OBJECTIVE – Starting with the line that contains "Target: bird's tail feather" and going on through the end of the data, substitute "tail plume" for "tail feather". Write those lines out again with everything else left unchanged.

Image object location entries

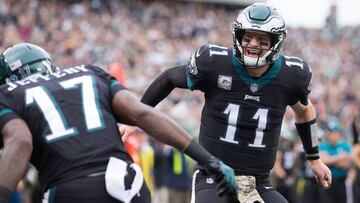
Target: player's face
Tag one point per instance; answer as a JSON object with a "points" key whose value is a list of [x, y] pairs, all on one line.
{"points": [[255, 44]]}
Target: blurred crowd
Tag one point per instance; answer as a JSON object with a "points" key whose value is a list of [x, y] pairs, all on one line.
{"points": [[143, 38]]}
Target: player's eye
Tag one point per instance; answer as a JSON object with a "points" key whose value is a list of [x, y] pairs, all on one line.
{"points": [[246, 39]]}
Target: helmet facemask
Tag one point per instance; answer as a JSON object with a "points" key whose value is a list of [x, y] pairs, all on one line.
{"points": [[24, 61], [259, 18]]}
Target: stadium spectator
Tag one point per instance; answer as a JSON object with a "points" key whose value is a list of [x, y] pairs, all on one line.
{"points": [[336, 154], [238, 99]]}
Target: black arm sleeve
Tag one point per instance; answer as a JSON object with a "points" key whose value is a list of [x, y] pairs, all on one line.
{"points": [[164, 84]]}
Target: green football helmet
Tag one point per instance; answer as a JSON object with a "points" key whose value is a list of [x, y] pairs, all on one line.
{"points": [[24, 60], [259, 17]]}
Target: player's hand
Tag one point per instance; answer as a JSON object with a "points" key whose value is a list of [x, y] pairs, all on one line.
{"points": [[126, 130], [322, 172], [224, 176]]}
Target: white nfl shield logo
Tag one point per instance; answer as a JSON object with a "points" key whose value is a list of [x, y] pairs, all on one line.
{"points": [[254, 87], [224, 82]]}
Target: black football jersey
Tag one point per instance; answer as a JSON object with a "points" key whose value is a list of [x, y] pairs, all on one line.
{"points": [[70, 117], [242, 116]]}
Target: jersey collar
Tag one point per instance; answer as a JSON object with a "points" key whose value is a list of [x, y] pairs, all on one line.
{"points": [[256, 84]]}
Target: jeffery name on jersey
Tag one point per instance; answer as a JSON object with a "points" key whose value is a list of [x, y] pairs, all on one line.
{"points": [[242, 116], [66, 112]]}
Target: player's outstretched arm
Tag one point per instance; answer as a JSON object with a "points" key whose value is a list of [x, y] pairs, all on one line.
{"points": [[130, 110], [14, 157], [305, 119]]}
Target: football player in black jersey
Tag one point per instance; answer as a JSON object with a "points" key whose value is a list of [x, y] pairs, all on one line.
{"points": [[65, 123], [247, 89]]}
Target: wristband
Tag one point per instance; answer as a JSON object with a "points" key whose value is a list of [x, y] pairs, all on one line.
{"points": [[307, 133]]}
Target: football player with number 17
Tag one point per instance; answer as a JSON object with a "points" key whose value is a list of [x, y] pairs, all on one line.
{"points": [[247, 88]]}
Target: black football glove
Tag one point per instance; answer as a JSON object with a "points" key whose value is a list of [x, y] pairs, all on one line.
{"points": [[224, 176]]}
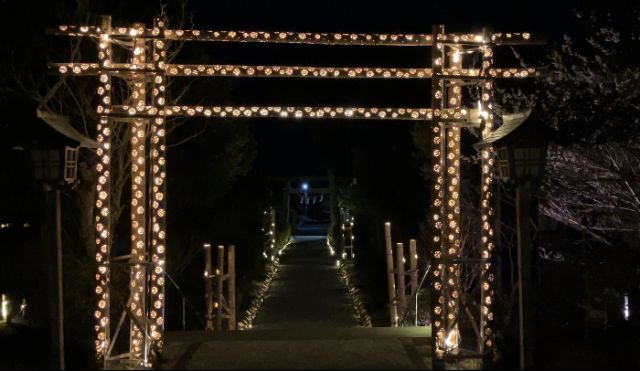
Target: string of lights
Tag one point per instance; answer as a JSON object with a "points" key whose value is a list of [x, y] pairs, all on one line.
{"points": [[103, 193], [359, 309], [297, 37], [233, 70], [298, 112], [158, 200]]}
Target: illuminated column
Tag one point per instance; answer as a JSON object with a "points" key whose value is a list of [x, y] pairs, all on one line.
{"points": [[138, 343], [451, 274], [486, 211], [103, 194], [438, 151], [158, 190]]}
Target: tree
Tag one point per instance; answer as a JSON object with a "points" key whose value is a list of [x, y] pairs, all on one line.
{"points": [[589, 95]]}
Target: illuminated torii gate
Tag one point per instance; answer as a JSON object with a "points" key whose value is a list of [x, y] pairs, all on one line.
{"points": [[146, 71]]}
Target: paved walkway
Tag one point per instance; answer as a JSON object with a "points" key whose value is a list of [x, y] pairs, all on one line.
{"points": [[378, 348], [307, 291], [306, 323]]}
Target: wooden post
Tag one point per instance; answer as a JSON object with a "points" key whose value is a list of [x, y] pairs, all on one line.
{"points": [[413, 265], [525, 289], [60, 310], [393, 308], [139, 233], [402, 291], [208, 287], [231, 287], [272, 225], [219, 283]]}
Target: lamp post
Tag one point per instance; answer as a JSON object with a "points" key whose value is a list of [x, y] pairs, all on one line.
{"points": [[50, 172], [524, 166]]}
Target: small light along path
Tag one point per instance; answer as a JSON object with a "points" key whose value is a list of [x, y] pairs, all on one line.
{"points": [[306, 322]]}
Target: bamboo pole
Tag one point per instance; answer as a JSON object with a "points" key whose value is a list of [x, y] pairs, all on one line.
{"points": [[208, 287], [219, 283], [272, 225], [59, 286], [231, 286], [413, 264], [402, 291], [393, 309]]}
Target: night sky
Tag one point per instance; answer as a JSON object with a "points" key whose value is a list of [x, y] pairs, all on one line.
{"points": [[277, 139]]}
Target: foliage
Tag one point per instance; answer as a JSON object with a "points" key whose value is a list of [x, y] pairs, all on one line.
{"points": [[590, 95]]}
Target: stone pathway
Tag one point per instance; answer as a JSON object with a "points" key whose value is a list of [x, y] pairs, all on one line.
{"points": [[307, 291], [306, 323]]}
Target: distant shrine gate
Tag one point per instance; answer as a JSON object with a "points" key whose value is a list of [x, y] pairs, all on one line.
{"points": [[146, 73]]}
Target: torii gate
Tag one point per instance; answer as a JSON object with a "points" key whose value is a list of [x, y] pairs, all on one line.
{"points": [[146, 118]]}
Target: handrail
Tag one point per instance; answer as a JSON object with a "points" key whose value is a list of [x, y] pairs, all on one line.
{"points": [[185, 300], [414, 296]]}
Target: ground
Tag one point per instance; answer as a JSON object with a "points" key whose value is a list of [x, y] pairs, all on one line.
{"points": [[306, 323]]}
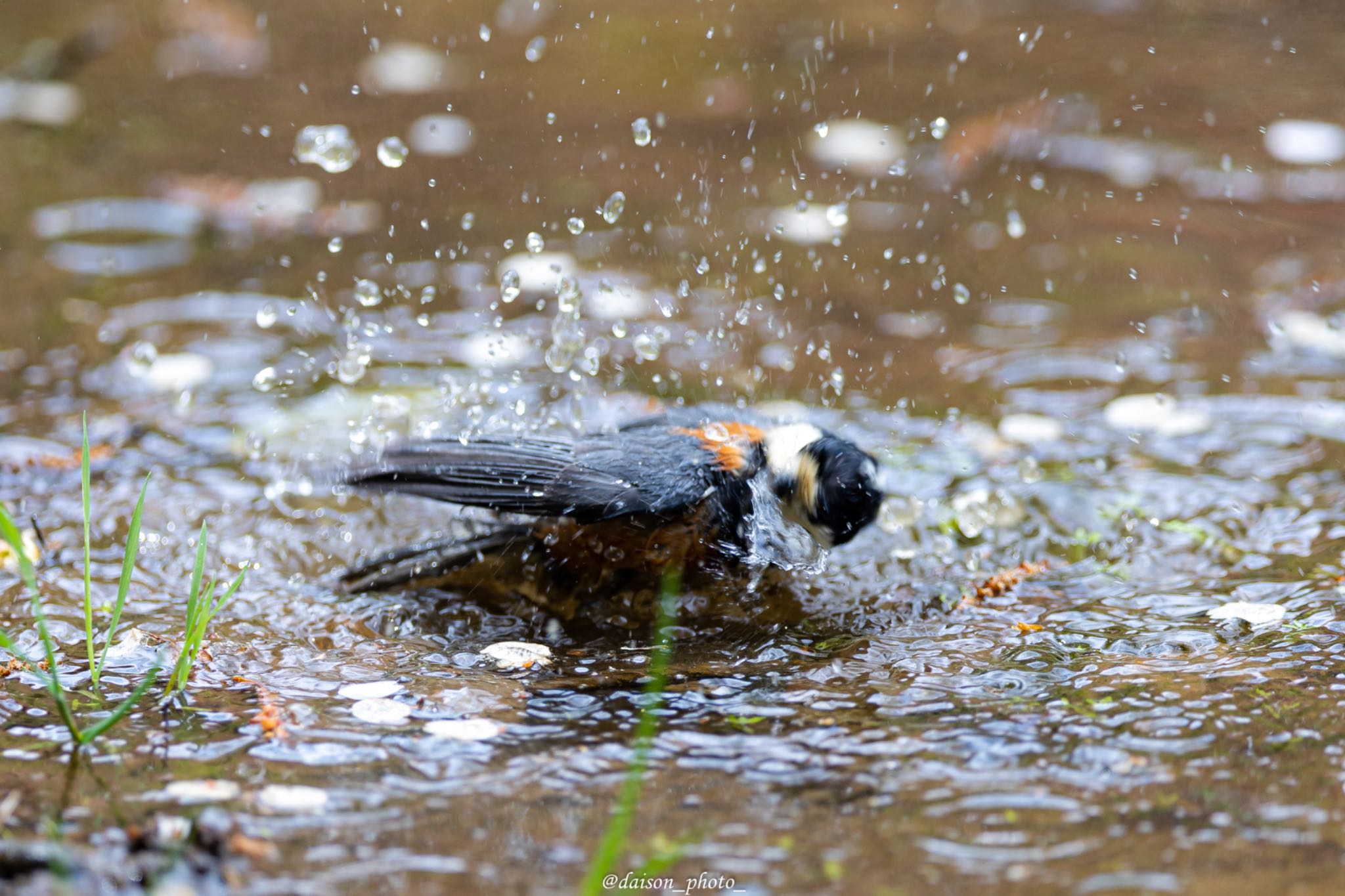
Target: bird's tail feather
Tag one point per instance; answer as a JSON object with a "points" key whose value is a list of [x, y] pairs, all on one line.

THE SOLUTION –
Target: bird's tail plume
Tag one point per instance; answer as a JSON object with a "points" key whose value is a list of [x, y] pairs, all on one line.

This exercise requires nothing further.